Liste des tâches>
**1.** Répondez à ces questions sur l'extrait présenté, une réponse par ligne :
(a) Avec quel club algérien le joueur a-t-il signé un contrat le 1er septembre 2020 ?
(b) À quelle date le demandeur a-t-il déposé sa demande contre le club ?
(c) Quelle somme est réclamée pour les commodités de loyers impayées ?
**2.** Relevez dans l'extrait présenté chaque poste des arriérés de paiements réclamés, avec son montant.

Extrait présenté>
+---+
Pour ces raison et suite aux violations répétées de la relation contractuelle :
1/ Le joueur notifie formellement par la présente la résiliation unilatérale du contrat qui le lie au club tunisien le Club Africain pour juste cause dont la responsabilité de la rupture incombe entièrement au club. »
14. Le 1er septembre 2020, le joueur a conclu un contrat avec le club algérien, CR Belouizdad, valable à partir de la date de signature jusqu’au 30 juin 2021, pour un salaire de 300 883.33 dinars algériens (environ 1 882 EUR)
15. Le 5 juin 2020, le demandeur a déposé une demande à l’encontre du club, pour rupture contractuelle sans juste cause, et a demandé les sommes suivantes :
- 61.500 EUR et 17.500 TND d’arriérés de paiements, plus 5% d’intérêts p.a. à compter de la date d’échéance de chacun des paiements, composé comme suit:
- 14.200 EUR au titre de salaires impayés, c’est-à-dire 200 EUR comme reliquat de décembre 2019, plus 3,500*4 pour les salaires complets de janvier 2020 jusqu’à avril 2020;
- 47.300 EUR au titre des tranches impayées de la prime de rendement (8,300 comme reliquat de la première tranche, plus 19,500*2 pour la seconde et troisième tranche);
- 17.500 TND au titre des commodités de loyers impayées.
+---+
Entrées>
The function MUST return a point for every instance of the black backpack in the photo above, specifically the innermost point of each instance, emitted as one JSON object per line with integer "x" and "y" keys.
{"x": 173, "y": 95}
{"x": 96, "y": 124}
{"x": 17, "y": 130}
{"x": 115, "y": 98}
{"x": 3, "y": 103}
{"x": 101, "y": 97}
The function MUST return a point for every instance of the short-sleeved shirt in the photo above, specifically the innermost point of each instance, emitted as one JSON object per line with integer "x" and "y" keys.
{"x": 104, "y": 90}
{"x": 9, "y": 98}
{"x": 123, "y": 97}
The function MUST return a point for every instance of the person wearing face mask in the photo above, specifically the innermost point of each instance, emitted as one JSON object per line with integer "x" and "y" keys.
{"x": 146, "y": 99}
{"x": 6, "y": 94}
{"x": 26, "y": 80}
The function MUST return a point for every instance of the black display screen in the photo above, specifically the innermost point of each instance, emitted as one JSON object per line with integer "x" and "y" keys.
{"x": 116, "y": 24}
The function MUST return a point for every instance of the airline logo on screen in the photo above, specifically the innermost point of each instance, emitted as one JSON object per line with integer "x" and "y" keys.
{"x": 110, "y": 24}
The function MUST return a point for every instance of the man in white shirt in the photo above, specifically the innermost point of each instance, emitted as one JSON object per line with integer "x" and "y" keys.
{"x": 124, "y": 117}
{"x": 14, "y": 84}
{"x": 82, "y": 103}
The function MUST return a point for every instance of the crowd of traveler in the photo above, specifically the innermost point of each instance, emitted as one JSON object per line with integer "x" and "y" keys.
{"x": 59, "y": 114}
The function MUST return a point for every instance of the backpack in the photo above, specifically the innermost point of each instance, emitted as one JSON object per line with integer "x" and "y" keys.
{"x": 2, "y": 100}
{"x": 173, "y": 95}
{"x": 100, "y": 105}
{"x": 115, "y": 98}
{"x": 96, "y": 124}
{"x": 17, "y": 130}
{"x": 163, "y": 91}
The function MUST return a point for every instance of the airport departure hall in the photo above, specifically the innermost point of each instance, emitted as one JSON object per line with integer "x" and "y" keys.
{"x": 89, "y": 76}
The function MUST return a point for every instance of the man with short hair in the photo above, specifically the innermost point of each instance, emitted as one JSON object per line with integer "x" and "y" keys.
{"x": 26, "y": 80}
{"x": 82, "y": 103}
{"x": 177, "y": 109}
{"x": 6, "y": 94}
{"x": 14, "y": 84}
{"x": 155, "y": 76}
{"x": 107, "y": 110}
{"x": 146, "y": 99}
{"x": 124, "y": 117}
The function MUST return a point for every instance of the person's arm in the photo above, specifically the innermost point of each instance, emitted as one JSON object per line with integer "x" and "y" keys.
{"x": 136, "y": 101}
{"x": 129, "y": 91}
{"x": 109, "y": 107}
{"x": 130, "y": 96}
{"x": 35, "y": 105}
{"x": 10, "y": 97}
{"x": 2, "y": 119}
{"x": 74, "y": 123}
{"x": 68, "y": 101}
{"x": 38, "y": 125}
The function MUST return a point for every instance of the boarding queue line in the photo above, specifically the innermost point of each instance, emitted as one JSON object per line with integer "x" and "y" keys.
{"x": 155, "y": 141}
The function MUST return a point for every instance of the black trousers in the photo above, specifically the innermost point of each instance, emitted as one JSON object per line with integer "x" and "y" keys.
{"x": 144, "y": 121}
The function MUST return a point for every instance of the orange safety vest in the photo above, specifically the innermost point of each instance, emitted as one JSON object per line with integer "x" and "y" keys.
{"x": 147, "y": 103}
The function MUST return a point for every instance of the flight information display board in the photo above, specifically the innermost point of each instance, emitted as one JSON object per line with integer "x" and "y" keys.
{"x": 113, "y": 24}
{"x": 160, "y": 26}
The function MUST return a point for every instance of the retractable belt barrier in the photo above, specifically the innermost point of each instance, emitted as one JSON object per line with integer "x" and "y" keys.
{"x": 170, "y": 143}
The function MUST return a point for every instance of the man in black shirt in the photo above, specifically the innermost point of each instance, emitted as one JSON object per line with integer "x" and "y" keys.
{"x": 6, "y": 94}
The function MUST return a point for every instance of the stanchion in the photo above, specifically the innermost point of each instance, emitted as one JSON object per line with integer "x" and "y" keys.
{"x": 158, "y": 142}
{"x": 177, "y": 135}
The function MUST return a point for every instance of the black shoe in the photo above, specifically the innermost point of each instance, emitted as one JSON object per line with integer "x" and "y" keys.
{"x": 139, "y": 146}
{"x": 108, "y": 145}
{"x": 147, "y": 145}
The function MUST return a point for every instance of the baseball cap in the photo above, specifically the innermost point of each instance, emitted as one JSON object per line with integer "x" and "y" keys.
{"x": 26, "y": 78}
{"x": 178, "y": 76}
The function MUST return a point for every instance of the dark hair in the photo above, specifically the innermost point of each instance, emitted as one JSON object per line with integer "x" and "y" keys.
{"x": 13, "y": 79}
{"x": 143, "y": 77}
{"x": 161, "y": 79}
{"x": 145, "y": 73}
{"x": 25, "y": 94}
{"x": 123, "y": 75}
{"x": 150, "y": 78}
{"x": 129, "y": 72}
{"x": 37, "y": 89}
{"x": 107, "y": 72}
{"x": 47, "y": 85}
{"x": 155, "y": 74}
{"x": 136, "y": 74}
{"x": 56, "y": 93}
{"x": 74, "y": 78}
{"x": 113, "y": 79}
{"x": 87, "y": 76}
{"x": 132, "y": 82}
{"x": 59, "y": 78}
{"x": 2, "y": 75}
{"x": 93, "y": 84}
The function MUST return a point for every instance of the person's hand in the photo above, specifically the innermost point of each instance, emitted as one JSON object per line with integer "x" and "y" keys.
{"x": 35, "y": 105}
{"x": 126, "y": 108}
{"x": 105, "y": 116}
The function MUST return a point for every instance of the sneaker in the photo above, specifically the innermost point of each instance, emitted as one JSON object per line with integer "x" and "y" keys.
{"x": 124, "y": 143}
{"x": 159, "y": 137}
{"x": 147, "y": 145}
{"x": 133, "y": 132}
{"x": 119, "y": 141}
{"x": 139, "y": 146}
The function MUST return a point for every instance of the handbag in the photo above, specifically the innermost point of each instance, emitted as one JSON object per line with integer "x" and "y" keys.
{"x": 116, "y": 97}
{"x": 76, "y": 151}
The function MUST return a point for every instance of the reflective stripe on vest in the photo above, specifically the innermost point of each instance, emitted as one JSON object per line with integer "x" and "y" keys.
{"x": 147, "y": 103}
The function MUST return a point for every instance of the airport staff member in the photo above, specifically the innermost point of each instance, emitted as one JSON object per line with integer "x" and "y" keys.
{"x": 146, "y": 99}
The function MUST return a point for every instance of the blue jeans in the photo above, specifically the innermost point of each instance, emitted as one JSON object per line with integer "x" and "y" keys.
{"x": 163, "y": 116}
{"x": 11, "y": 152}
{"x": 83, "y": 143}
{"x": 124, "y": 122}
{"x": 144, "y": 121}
+---+
Réponses par tâche>
**1.**
(a) CR Belouizdad
(b) Le 5 juin 2020
(c) 17.500 TND

**2.**
- Salaires impayés : 14.200 EUR
- Tranches impayées de la prime de rendement : 47.300 EUR
- Commodités de loyers impayées : 17.500 TND